*WORK REQUIRED:*
Rewrite the records from the line containing "Check that every instance of the front" through the end, swapping "tree trunk" for "trunk of the tree" and keeping everything else identical.

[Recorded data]

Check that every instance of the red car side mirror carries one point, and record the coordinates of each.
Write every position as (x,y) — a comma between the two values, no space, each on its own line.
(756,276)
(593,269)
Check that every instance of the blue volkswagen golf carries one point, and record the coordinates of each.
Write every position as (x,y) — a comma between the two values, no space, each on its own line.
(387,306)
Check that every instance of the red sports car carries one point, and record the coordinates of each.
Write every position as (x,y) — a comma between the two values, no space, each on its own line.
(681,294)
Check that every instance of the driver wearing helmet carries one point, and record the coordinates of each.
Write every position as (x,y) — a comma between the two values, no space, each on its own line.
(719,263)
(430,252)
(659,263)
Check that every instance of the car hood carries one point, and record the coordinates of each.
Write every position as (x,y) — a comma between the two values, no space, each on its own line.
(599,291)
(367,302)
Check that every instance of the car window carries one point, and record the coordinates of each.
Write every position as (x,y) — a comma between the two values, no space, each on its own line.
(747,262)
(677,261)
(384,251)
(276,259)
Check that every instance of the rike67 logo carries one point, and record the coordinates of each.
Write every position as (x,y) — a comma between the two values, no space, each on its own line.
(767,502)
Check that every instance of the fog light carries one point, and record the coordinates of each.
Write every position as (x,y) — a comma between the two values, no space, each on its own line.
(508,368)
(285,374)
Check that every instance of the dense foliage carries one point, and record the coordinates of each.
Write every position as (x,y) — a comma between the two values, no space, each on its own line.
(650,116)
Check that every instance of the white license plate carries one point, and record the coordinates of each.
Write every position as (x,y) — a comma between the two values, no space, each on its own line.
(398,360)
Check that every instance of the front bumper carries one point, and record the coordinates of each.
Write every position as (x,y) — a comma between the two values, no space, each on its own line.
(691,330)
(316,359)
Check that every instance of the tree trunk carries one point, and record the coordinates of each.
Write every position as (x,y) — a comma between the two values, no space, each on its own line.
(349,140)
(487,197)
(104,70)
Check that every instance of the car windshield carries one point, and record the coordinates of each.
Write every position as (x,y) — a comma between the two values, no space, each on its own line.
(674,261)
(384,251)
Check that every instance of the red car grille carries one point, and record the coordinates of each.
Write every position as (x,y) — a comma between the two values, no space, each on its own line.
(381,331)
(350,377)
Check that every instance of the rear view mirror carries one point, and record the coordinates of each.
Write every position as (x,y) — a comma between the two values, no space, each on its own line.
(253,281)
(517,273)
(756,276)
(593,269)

*SOLUTION FOR THIS EXERCISE:*
Check that every instance of the front bumper carries one point, and record the coordinates of each.
Write every position as (x,y) — a comma between the two values, no space, each on its own line.
(691,330)
(316,359)
Check that every instance of the trunk of the tree carries one point, and record the coordinates of each.
Write every position as (x,y) — a comma between the two values, no space, each on its own line.
(349,140)
(487,197)
(104,70)
Check that every instance of the car windshield carries one point, and record the coordinates of each.
Write every position as (x,y) — a comma between the two values, no space, each on its own line.
(674,261)
(384,251)
Check that every instance of the red car grille carries one point, and record the coordinates of each.
Write every position as (x,y) — a comma between the two values, no space, each on its own line.
(381,331)
(350,377)
Check that every instance of the rear view mirror carries one point, and record the coordinates of each.
Write every position as (x,y) — a comma between the two values, no space, each on its own line.
(253,281)
(517,273)
(756,276)
(593,269)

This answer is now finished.